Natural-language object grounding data
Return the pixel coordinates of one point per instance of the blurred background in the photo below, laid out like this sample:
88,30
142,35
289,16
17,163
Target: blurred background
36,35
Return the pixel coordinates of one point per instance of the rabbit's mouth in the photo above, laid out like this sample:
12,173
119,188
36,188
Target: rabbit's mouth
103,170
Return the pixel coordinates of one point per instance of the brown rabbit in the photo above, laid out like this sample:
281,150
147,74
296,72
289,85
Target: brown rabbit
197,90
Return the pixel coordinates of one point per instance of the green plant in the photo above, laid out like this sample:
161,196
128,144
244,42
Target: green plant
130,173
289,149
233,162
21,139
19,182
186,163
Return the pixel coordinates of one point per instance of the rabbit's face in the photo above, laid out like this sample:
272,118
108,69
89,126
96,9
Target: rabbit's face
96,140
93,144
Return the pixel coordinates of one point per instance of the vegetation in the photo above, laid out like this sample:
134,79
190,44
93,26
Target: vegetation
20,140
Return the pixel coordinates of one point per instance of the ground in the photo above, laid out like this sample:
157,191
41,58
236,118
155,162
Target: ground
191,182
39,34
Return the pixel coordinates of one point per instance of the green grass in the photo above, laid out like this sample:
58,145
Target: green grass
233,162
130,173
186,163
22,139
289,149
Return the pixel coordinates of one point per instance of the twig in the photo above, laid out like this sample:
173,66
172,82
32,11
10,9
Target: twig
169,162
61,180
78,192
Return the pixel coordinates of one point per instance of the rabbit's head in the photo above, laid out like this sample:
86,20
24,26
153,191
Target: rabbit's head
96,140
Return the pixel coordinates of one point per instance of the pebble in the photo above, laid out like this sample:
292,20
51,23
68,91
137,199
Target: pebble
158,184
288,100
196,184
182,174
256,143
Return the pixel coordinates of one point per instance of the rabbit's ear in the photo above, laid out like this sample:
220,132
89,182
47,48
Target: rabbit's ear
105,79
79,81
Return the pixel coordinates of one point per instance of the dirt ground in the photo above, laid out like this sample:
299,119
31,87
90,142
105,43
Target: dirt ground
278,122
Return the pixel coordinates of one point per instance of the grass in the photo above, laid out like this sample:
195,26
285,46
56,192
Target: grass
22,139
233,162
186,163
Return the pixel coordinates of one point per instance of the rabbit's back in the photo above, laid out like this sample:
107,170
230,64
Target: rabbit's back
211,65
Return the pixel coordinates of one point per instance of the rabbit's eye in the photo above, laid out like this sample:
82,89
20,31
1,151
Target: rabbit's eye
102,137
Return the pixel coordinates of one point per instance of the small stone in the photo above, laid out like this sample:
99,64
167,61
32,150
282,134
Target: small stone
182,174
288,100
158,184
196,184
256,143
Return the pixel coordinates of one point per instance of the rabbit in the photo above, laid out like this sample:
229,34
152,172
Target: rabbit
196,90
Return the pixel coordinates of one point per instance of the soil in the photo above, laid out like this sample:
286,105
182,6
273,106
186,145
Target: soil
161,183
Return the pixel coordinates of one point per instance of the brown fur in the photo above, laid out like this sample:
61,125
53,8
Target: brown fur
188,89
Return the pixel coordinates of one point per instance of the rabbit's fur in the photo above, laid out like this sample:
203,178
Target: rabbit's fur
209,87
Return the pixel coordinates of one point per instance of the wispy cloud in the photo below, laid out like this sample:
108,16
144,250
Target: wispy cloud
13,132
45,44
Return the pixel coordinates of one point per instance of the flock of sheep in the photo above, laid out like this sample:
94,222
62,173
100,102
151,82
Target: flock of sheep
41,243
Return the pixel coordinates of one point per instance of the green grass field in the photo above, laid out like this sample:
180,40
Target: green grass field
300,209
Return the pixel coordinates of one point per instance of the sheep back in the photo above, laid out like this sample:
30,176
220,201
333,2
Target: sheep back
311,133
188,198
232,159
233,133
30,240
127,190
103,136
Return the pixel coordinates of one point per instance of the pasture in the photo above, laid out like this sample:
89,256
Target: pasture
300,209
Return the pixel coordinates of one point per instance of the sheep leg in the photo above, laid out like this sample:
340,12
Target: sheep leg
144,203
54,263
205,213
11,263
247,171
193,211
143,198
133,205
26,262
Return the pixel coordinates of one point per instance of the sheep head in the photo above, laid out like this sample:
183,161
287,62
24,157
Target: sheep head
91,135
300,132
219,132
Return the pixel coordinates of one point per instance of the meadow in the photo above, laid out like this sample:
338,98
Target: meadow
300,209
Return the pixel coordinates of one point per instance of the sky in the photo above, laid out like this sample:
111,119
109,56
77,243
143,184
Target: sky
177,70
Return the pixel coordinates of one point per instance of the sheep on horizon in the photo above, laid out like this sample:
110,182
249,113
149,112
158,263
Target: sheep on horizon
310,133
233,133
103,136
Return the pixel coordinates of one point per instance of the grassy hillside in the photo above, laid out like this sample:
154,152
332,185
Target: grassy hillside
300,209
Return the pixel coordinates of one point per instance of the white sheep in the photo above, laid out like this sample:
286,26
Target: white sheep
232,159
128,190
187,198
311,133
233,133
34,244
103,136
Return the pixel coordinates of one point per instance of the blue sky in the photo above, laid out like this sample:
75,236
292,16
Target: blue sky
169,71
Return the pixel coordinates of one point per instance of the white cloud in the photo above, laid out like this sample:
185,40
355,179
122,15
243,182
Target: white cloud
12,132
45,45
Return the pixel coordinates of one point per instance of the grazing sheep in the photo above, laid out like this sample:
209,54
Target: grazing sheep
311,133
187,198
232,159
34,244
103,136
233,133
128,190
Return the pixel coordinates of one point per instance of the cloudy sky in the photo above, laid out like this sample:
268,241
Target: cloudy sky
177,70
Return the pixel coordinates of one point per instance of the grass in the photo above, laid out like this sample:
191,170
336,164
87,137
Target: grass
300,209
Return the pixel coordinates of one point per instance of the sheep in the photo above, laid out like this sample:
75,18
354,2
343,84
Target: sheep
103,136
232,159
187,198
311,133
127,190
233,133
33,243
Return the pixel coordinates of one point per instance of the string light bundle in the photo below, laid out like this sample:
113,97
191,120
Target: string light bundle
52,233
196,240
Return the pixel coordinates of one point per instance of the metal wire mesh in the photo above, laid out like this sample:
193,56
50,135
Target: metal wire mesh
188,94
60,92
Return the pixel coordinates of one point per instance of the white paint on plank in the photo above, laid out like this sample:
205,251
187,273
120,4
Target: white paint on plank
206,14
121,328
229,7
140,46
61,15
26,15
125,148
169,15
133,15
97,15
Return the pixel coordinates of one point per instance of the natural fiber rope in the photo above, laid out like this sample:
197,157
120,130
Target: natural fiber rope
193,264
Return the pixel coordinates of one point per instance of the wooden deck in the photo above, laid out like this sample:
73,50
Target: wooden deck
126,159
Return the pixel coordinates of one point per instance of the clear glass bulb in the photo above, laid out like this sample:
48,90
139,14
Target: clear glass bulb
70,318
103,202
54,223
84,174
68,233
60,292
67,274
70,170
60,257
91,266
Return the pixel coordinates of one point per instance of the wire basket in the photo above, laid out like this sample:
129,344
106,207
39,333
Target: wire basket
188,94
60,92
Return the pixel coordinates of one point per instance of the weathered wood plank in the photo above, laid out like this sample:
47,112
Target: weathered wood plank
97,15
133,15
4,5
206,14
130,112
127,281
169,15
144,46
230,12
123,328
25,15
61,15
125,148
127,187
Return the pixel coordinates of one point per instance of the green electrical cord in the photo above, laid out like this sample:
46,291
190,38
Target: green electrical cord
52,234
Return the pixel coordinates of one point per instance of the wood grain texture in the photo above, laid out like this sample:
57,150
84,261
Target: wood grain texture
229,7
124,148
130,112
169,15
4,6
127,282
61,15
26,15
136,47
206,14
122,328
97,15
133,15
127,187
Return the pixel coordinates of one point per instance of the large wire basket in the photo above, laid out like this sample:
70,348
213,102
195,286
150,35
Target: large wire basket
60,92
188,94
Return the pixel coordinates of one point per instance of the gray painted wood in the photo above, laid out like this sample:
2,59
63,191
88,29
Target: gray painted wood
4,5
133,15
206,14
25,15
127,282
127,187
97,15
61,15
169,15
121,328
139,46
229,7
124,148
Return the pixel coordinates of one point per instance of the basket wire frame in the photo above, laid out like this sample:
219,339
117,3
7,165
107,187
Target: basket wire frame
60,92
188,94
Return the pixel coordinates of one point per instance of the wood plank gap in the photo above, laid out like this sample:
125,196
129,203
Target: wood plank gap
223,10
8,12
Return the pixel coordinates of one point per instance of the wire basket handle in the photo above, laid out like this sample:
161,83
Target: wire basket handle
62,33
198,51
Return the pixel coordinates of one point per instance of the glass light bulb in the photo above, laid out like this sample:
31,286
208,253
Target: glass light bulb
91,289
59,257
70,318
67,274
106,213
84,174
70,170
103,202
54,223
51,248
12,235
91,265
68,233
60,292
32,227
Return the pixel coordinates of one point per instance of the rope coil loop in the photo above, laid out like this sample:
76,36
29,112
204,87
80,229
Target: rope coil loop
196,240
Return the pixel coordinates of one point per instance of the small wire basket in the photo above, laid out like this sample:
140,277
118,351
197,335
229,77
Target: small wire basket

** WHAT NEEDS TO BE DONE **
Only lines that contain "below" are needed, so copy each of them from the data.

** EXPECTED ANSWER **
Return the pixel coordinates of one point per instance of the blurred background in the photo below, laid out like this sample:
Return the pixel coordinates of one point per instance of the wispy cloud in the photo below, laid out like this sample:
Return the pixel coordinates of one point per instance of the string light bundle in the photo below, laid out like this sample:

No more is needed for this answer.